(Beginning of Provided data)

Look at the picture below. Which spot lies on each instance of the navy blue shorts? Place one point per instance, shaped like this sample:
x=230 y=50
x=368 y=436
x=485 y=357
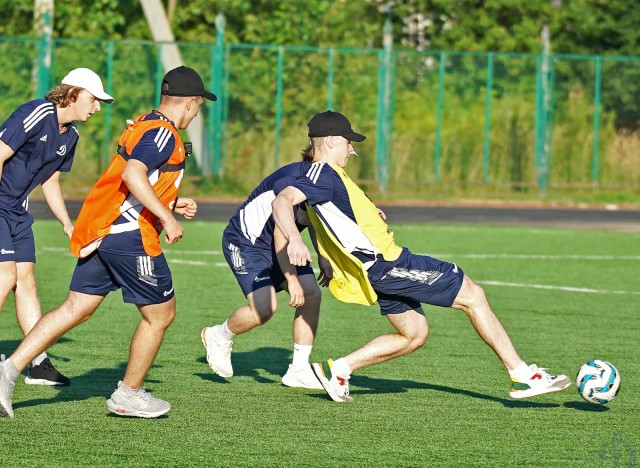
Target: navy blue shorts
x=417 y=279
x=255 y=268
x=16 y=241
x=143 y=279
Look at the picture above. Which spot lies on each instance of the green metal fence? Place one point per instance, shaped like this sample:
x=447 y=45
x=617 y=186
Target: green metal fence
x=433 y=119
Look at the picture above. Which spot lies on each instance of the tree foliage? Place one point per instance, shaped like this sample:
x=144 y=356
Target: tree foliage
x=585 y=26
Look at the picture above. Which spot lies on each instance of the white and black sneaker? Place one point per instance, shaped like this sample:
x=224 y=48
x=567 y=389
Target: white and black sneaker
x=45 y=374
x=136 y=402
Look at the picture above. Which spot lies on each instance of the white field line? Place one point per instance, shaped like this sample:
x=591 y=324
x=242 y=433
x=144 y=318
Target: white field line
x=557 y=288
x=170 y=254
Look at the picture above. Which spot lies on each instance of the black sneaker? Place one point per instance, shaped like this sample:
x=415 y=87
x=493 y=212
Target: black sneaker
x=45 y=374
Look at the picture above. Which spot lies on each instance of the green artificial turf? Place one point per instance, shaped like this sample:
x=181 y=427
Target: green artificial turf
x=565 y=297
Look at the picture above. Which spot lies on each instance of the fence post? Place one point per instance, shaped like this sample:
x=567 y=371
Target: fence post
x=542 y=130
x=44 y=54
x=279 y=88
x=384 y=105
x=159 y=72
x=102 y=162
x=596 y=119
x=215 y=109
x=487 y=118
x=438 y=145
x=330 y=78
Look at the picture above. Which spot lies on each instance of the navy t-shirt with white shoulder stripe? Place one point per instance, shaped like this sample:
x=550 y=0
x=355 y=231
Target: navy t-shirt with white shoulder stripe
x=32 y=132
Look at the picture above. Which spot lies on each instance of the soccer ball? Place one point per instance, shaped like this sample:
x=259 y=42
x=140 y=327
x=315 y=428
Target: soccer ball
x=598 y=381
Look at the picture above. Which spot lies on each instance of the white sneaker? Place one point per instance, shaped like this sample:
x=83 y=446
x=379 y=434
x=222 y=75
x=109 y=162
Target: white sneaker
x=337 y=387
x=538 y=383
x=302 y=378
x=6 y=390
x=218 y=352
x=136 y=403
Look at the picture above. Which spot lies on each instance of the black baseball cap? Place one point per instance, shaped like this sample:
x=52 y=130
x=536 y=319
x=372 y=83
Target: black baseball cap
x=185 y=81
x=331 y=123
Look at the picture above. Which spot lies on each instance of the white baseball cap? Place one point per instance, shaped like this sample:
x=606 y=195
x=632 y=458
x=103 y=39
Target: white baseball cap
x=89 y=80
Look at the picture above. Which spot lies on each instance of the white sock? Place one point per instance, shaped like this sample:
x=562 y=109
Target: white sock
x=14 y=373
x=341 y=367
x=521 y=371
x=301 y=355
x=224 y=333
x=38 y=360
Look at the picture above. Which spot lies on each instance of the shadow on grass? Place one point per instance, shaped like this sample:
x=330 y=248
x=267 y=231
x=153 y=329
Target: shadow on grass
x=274 y=361
x=372 y=386
x=584 y=406
x=95 y=383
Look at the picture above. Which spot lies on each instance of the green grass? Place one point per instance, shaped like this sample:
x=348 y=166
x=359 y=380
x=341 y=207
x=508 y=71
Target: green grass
x=445 y=404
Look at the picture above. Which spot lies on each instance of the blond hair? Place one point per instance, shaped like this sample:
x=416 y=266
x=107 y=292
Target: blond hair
x=62 y=95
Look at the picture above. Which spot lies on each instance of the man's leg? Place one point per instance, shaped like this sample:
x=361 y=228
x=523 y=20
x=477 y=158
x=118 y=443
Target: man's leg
x=77 y=308
x=42 y=371
x=8 y=278
x=218 y=340
x=147 y=339
x=305 y=325
x=473 y=302
x=129 y=398
x=27 y=304
x=412 y=333
x=527 y=381
x=263 y=303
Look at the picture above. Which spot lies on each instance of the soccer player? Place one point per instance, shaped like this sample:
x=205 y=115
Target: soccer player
x=116 y=238
x=38 y=142
x=257 y=257
x=368 y=266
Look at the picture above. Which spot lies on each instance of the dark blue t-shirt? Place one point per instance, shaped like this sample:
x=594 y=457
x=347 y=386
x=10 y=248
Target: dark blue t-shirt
x=253 y=223
x=40 y=150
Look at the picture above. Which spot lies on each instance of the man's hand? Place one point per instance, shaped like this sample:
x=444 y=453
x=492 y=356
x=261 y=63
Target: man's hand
x=297 y=252
x=185 y=207
x=68 y=230
x=326 y=272
x=296 y=292
x=172 y=230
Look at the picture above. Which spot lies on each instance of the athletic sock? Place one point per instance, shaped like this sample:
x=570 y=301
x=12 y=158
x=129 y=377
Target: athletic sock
x=224 y=332
x=38 y=360
x=341 y=367
x=14 y=373
x=521 y=371
x=301 y=355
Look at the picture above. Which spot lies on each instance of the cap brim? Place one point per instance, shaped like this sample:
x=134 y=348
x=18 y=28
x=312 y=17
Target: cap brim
x=353 y=136
x=103 y=97
x=209 y=96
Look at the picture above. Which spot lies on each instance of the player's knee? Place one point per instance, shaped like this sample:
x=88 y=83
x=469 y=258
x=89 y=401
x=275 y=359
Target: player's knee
x=471 y=296
x=265 y=313
x=312 y=296
x=419 y=337
x=8 y=280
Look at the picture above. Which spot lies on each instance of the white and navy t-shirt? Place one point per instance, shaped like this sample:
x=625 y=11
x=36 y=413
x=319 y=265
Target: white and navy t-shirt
x=40 y=150
x=153 y=149
x=253 y=223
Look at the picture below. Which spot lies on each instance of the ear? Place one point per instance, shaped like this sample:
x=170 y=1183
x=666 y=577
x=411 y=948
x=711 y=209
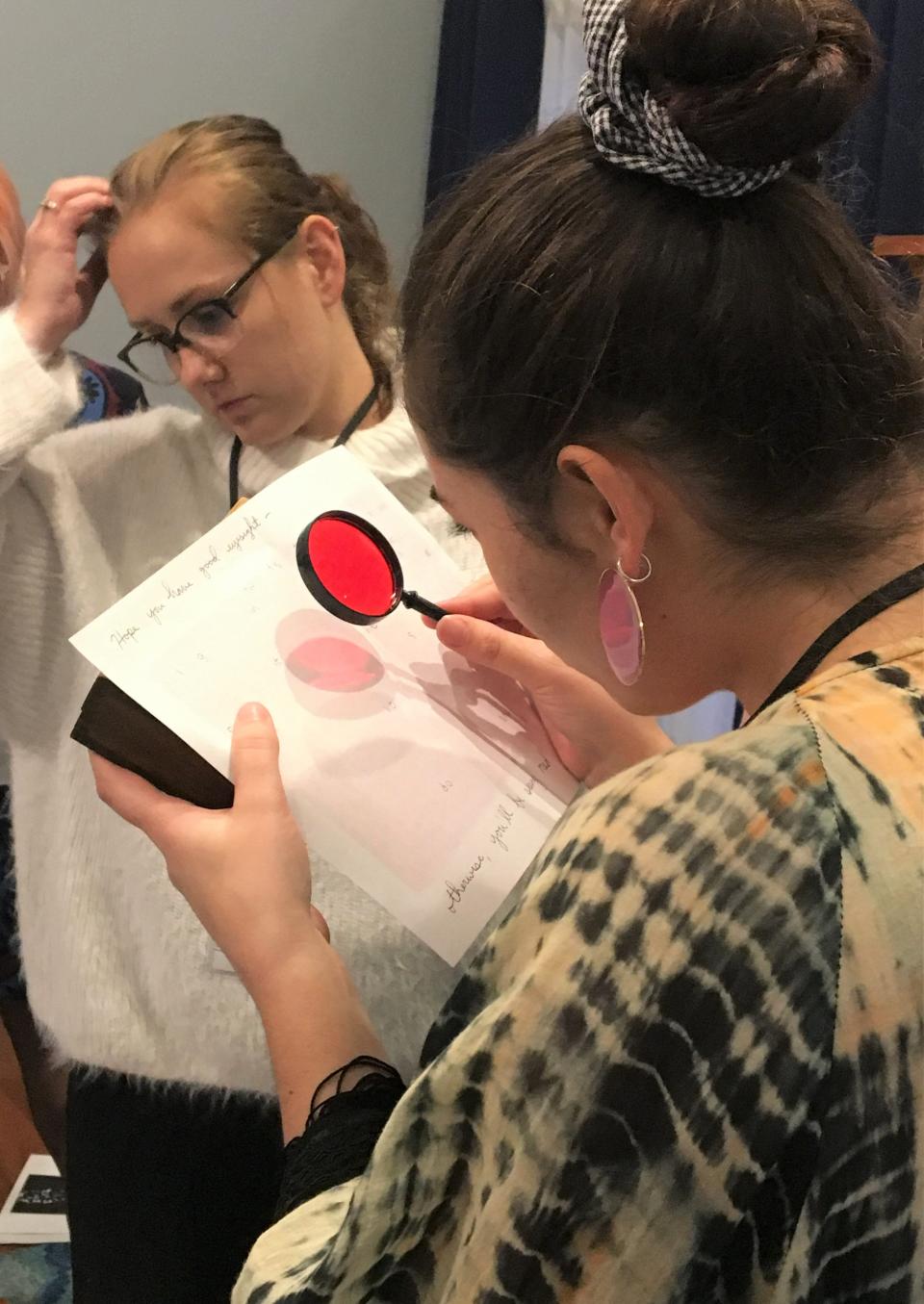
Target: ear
x=319 y=243
x=619 y=507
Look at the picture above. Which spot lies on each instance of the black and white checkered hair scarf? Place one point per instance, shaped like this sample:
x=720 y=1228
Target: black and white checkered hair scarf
x=633 y=131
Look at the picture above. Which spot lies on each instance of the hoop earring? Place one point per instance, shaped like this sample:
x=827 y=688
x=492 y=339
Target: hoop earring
x=622 y=625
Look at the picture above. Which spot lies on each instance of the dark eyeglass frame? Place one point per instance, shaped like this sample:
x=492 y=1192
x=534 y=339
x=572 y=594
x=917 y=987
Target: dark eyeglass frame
x=175 y=339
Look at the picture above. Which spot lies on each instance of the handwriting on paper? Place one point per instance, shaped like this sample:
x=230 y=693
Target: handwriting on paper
x=362 y=767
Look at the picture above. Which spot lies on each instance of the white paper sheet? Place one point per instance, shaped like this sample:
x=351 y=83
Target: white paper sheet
x=25 y=1218
x=429 y=785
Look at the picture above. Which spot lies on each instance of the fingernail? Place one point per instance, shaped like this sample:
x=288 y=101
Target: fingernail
x=451 y=631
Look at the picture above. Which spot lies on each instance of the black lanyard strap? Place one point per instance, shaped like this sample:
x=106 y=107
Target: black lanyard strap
x=350 y=428
x=873 y=604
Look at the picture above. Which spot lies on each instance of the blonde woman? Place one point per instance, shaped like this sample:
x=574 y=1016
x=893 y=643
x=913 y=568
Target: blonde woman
x=263 y=291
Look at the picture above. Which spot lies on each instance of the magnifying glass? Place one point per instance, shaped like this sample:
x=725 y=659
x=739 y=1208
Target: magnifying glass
x=351 y=570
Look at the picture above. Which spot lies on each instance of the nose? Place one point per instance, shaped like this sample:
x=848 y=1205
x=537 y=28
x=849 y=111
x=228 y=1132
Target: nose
x=193 y=368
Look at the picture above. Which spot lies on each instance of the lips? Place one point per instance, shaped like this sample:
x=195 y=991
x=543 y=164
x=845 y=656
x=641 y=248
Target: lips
x=234 y=407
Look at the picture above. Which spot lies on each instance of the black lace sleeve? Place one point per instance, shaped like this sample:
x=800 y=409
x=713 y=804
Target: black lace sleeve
x=341 y=1134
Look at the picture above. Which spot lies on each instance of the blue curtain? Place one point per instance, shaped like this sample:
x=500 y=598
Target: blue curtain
x=880 y=159
x=487 y=92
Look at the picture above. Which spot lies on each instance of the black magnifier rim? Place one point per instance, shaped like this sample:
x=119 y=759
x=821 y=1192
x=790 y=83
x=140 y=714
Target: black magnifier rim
x=322 y=595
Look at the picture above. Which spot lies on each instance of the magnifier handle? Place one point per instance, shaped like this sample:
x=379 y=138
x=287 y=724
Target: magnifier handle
x=419 y=604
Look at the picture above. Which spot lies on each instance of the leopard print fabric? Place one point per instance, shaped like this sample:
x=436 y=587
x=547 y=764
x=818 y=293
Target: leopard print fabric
x=688 y=1065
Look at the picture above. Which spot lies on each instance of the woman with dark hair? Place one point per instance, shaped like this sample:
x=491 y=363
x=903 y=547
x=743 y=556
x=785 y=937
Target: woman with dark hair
x=668 y=392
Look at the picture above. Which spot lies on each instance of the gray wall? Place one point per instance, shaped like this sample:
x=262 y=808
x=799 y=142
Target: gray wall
x=348 y=83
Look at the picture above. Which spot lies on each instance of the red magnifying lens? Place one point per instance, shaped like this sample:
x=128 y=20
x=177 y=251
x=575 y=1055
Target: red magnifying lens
x=351 y=570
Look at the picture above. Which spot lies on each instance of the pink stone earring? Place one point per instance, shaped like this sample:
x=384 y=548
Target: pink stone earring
x=622 y=626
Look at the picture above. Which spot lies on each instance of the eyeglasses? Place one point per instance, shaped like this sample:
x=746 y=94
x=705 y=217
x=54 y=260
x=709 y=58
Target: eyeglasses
x=212 y=327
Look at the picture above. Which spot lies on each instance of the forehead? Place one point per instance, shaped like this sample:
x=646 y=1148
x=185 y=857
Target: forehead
x=166 y=250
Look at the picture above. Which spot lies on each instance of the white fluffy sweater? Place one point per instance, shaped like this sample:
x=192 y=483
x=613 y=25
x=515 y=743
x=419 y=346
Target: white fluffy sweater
x=120 y=972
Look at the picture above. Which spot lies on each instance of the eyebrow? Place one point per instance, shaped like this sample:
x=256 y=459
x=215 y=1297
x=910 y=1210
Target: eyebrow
x=197 y=294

(End of Provided data)

> **Exercise details**:
Where a line above includes "below", copy that line.

> **Response to this exercise**:
Look at the picture below. Which spot lies on each instance of the navy blue shorts? Place one point per instance, shaped like this sample:
Look at the picture below. Which spot lies on each instance of the ear? Place one point per instance, shaped like this sample:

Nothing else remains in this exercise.